Work to complete:
Return, from the listing that follows, each line containing the word "blue".

Available records:
◆ ◆ ◆ ◆ ◆

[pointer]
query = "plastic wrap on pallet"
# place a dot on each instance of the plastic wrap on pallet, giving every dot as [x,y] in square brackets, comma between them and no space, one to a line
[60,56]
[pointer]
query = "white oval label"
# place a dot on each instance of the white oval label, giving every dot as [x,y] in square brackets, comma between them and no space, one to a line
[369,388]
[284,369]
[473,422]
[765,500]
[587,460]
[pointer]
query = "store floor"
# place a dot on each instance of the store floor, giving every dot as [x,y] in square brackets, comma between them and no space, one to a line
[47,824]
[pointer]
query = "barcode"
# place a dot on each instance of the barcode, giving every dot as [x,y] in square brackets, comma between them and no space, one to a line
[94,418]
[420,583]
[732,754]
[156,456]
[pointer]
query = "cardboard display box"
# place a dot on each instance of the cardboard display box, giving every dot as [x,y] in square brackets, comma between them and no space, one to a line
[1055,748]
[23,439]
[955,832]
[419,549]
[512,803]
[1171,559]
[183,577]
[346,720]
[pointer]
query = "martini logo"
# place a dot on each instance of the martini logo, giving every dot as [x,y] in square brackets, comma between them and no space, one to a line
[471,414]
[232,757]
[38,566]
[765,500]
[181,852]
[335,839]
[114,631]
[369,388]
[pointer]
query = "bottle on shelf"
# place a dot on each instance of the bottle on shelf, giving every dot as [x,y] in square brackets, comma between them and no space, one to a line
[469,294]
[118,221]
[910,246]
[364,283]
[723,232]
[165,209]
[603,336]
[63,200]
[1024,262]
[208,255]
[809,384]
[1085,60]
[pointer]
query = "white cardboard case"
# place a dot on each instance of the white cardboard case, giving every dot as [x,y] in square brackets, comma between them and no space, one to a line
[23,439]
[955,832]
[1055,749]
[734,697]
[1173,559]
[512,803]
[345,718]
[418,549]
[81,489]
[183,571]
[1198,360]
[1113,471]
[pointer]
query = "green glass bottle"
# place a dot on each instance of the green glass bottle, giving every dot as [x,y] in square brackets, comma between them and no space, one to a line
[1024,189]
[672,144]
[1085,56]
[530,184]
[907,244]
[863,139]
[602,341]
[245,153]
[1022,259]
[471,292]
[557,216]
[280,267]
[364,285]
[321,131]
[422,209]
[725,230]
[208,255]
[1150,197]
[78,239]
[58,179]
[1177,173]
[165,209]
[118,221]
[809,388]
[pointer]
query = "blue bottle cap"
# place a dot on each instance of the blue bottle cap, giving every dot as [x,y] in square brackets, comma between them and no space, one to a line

◆ ◆ ◆ ◆ ◆

Task result:
query = "blue bottle cap"
# place a dot on each instance of the blue bottle cap, giving every dot as [x,y] in square brackets, comma between them and no space, one to a line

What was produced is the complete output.